Provided records ▸
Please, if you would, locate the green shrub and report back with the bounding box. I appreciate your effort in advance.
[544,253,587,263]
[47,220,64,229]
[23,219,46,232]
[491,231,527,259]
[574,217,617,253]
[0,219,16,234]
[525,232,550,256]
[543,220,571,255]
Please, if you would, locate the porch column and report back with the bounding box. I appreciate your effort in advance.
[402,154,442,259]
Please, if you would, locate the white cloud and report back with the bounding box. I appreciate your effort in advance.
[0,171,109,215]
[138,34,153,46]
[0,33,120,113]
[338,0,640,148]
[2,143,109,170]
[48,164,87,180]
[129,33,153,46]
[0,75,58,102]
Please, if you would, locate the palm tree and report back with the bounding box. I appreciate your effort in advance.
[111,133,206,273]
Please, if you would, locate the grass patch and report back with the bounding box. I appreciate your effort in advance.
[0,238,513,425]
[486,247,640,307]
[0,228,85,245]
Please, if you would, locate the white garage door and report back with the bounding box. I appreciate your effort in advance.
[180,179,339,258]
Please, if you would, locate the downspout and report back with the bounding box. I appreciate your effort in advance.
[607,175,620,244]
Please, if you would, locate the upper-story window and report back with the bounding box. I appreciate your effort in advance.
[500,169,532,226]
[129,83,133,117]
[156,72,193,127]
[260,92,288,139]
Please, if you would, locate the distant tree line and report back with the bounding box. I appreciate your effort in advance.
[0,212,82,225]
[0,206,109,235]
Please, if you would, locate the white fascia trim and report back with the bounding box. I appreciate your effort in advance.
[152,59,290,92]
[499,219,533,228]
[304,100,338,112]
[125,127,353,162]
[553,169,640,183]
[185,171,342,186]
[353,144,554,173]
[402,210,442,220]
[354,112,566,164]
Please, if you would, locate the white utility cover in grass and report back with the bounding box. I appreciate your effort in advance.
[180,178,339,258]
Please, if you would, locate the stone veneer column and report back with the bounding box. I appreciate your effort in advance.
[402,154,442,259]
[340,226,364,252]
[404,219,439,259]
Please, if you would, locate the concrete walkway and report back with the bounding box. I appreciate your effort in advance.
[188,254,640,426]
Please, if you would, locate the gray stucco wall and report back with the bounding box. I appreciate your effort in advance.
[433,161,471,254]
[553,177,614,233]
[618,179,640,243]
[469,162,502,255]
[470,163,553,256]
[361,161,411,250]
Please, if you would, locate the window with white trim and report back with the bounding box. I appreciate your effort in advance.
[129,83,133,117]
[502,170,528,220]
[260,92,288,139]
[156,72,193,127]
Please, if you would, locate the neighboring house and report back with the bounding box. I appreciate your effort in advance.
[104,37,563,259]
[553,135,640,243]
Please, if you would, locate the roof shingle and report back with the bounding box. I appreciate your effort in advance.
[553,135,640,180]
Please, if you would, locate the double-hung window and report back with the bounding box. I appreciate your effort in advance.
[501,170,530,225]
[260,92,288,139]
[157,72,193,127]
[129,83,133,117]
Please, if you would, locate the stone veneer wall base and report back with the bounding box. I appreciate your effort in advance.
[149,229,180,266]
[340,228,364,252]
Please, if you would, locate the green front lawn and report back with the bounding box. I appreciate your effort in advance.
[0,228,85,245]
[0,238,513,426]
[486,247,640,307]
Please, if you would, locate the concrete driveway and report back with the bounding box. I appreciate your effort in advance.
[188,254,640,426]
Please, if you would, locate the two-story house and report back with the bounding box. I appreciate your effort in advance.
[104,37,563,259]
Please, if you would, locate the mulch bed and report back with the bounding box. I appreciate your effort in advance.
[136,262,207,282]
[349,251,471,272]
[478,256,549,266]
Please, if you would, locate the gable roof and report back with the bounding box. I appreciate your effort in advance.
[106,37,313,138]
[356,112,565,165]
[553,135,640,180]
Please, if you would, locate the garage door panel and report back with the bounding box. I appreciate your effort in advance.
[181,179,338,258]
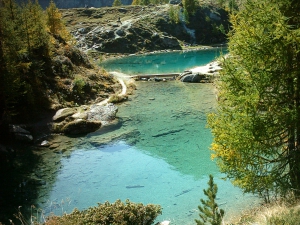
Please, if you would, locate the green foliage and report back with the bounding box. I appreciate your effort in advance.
[46,200,162,225]
[108,94,127,104]
[169,6,180,24]
[131,0,141,5]
[208,0,300,201]
[182,0,199,16]
[112,0,122,6]
[267,209,300,225]
[195,175,224,225]
[0,0,69,119]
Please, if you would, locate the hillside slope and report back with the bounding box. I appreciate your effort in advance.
[61,4,229,53]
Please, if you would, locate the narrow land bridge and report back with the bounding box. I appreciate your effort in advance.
[130,73,180,80]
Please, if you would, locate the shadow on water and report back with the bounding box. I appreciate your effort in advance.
[0,136,80,224]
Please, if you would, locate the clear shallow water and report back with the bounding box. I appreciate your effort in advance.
[39,49,257,225]
[100,48,227,74]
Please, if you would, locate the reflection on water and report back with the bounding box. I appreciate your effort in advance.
[39,81,255,225]
[101,48,227,75]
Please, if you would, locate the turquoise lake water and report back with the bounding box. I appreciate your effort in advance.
[39,50,257,225]
[101,48,227,75]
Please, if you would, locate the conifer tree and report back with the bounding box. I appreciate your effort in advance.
[195,175,225,225]
[46,0,71,41]
[0,0,22,117]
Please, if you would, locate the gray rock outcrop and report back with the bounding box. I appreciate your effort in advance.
[52,103,118,135]
[62,119,101,134]
[9,125,33,143]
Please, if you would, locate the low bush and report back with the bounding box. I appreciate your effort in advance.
[45,200,162,225]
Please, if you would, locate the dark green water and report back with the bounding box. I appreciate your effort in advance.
[101,48,227,75]
[2,50,257,225]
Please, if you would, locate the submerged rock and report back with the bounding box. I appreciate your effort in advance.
[180,73,205,83]
[87,103,118,121]
[62,119,101,134]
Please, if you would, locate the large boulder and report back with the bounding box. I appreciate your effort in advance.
[88,103,118,122]
[62,119,101,134]
[180,73,205,83]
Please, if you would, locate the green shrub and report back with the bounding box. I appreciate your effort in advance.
[45,200,162,225]
[267,209,300,225]
[108,94,128,103]
[73,78,85,96]
[195,175,225,225]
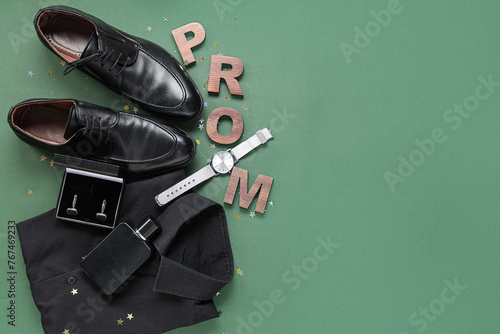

What you have to do ▸ Find each line in the listing that contains the word "wall" and copy those lines out in full.

Response ▸
Please, if you would, locate the gray stucco wall and report back with the bounding box. I appreciate your effort in advance.
Please, if you would, locate the stone veneer wall base and report back with the bounding box. I appreciate your effort in advance.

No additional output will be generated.